» **Yang Harus Dibuat**
Lanjutkan renungan tentang hidup keagamaan Ahli Taurat dan orang Farisi, dimulai dari kalimat sesudah pertanyaan terakhirnya.

═══ Teks yang Diberikan

Merenungkan Sabda
Kamis, 13 Juni 2024
PW st. Antonius dari Padua
(1 Raj.18:41-46, Mat.5:20-26)
“Jika hidup keagamaanmu tidak lebih benar daripada hidup keagamaan para ahli taurat dan orang-orang Farisi, kalian tidak masuk ke dalam Kerajaan Allah.” Rupanya praktek dan penghayatan hidup keagaam para Ahli Taurat dan orang Farisi bukan menjadi acuan untuk menjadi orang beragama yang baik. Sehingga Yesus mewanti-wanti para murid, termasuk kita semua agar jangan sampai berpatokan atau mengacu pada hidup keagaam mereka. Mengapa Yesus menggunakan hidup keagaam Ahli Taurat dan orang Farisi sebagai suatu perbandingan yang keliru?

══════
═══ Materi Sumber

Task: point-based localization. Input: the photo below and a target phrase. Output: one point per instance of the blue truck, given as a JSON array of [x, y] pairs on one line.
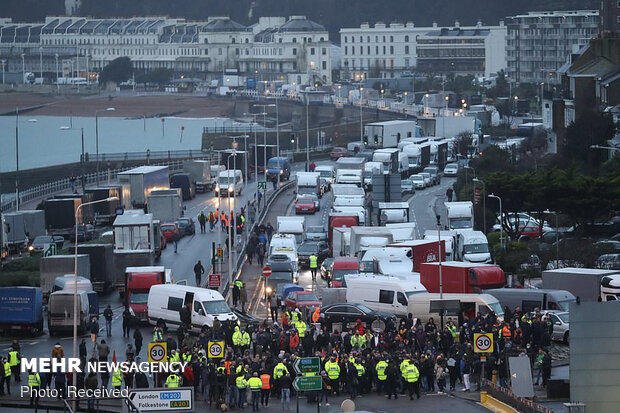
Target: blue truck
[[21, 309]]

══════

» **Jawaban yang Diharapkan**
Kita tahu Yesus selalu mengkritik kehidupan Ahli Taurat dan orang-orang Farisi karena beberapa alasan yang sering Yesus uangkapkan:
Pertama, soal formalisme Agama. Maksudnya adalah menghayati ajaran agama hanya bersifat formalis dan legalis. Tiap individu tidak mampu menghayati nilai agama yang sesungghunya dalam kehidupan sehari-harinya. Formalisme agama mencerminkan kesalehan yang semu atau palsu. Yesus sering mengkriti mereka karena menjalankan kehidupan agama sekedar formalitas belaka.
Kedua, Mengklaim sebagai Pemegang otoritas Kebenaran. Mereka suka dihormati, duduk di tempat-tempat terhormat. Mereka menguasai Alkitab dan mahir dalam hukum-hukum Taurat dan peraturan. Tetapi seringkali melampaui batas penafsiran Kitab Suci dan menambahkan berbagai tradisi ciptaan mereka pada firman Allah, akhirnya membebani hidup orang lain. Sementara mereka tidak melakukan kewajiban-kewjiban yang mereka ajarkan.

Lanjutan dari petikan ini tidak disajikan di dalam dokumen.